Direction 1
In two sentences, summarize the forum thread on Uber's Ride Pass.
Direction 2
List every city where the forum thread on Uber's Ride Pass says the plan is available.
Direction 3
Reproduce the passage of the forum thread on Uber's Ride Pass starting at "No, it will" and ending at "per month subscription.".

# Uber introduces a flat subscription plan called “Ride Pass”



## BurgerTiime (Jun 22, 2015)

Full story: https://www.theverge.com/platform/amp/2018/10/30/18042120/uber-ride-pass-monthly-subscription-cheap-fare








*For $14.99 a month, riders get flat, heavily discounted fares that can save them 15 percent on travel. *

Uber has a new plan to lock customers into its transportation ecosystem while also expanding the list of services it offers ahead of an expected public offering in 2019. It's called Ride Pass, and it's Uber's attempt at an Amazon Prime-style subscription service.








Ride Pass is available today in five cities: Los Angeles, Austin, Orlando, Denver, and Miami. For $14.99 a month - or $24.99 a month in LA (sorry, Angelenos) - riders can lock in flat rates on all the UberX and UberPool trips they take over the course of that month. The rates, based on historical data, will be heavily discounted, saving riders up to 15 percent on their overall monthly travel, Uber says. Ride Pass fares won't be subject to typical external events like weather, traffic, or surge pricing. And there's no limit to the number of rides customers can take each month.


----------



## Uber's Guber (Oct 22, 2017)

BurgerTiime said:


> And there's no limit to the number of rides customers can take each month.


You can bet these cheapo riders won't be tipping their drivers.


----------



## uberdriverfornow (Jan 10, 2016)

lol anything to ensure they never turn a profit


----------



## emdeplam (Jan 13, 2017)

Wow cant wait for this to come to Lagos


----------



## Lets_Eat (Oct 11, 2016)

Heck yeah!!! How do you sign up???


----------



## Pedro Paramo66 (Jan 17, 2018)

Guess who end up paying for this experiment?
Lol


----------



## uberdriverfornow (Jan 10, 2016)

Pedro Paramo66 said:


> Guess who end up paying for this experiment?
> Lol


the sucker investors as usual


----------



## Uber's Guber (Oct 22, 2017)

uberdriverfornow said:


> the sucker investors as usual


Actually, the sucker drivers will pay for it.


----------



## uberdriverfornow (Jan 10, 2016)

Uber's Guber said:


> Actually, the sucker drivers will pay for it.


when we are making more than the pax are paying the money must be coming from somewhere else


----------



## Uber's Guber (Oct 22, 2017)

uberdriverfornow said:


> when we are making more than the pax are paying the money must be coming from somewhere else


Get prepared for another rate cut.


----------



## Stevie The magic Unicorn (Apr 3, 2018)

At this point...

There really isn't a point anymore.


----------



## Pedro Paramo66 (Jan 17, 2018)

uberdriverfornow said:


> the sucker investors as usual


And us the drivers as always with this experiments
Lol


----------



## Taxi Driver in Arizona (Mar 18, 2015)

Stevie The magic Unicorn said:


> At this point...
> 
> There really isn't a point anymore.


That is an awesome visual representation of what Uber is doing.


----------



## heynow321 (Sep 3, 2015)

Uber's Guber said:


> Actually, the sucker drivers will pay for it.


No, it will be the sucker investors


----------



## Seiko Obsession (Oct 15, 2016)

Like Pool wasn't enough.
They now guarantee base for $15-$25 per month subscription.
https://www.businessinsider.com/ube...l&utm_source=facebook.com&utm_campaign=buffer


----------



## florra (Dec 12, 2016)

Data
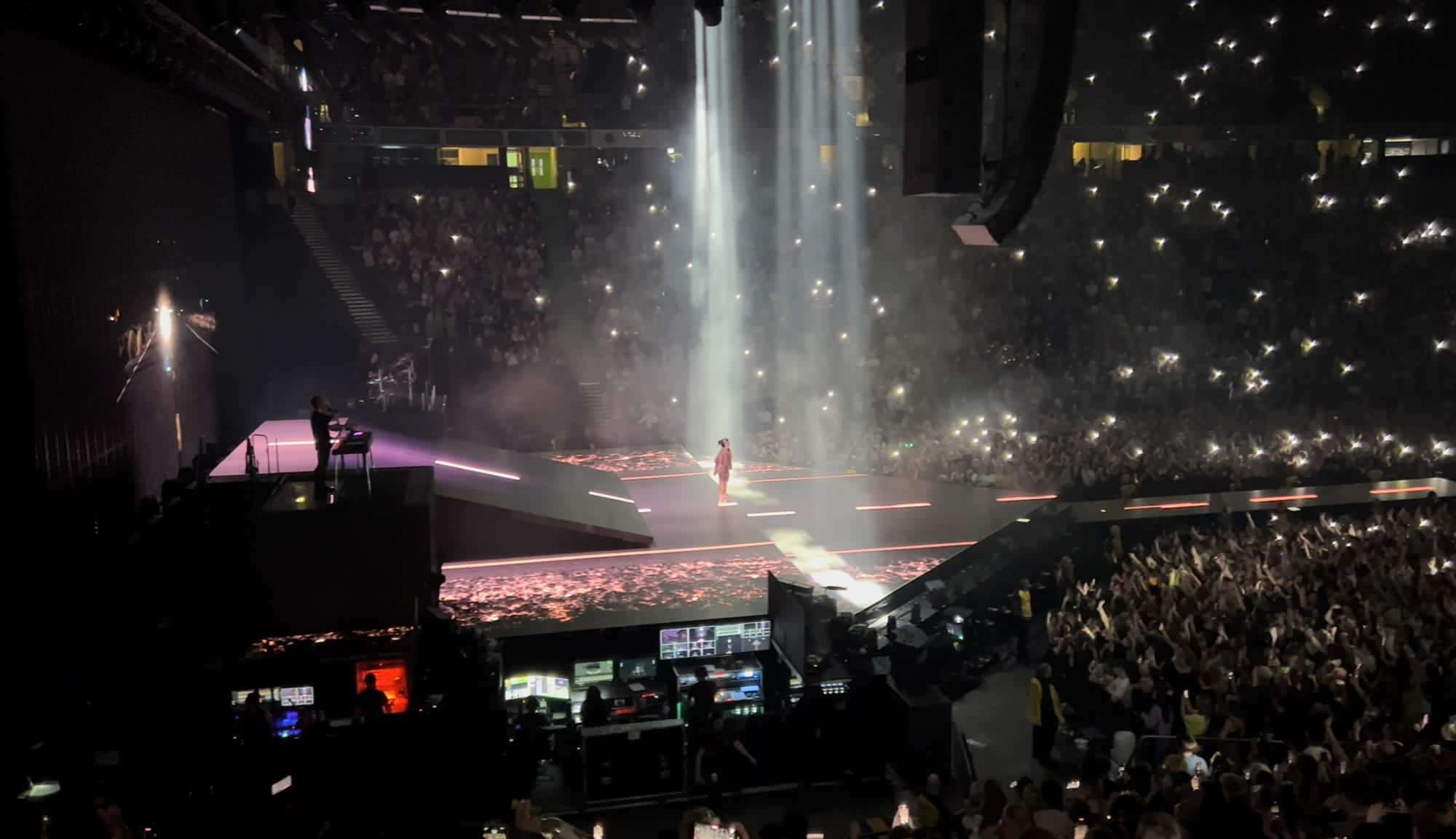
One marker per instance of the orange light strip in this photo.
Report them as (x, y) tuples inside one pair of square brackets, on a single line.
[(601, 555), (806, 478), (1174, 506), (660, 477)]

Final result 1
Uber launched Ride Pass, a subscription costing $14.99 a month ($24.99 in Los Angeles) that locks in flat, discounted rates on UberX and UberPool trips in five cities, with no limit on rides and no surge pricing. Most replies were skeptical: members argued over whether investors or drivers would end up paying for it, and one predicted another rate cut.

Final result 2
Los Angeles, Austin, Orlando, Denver, Miami

Final result 3
No, it will be the sucker investors


----------



## Seiko Obsession (Oct 15, 2016)

Like Pool wasn't enough.
They now guarantee base for $15-$25 per month subscription.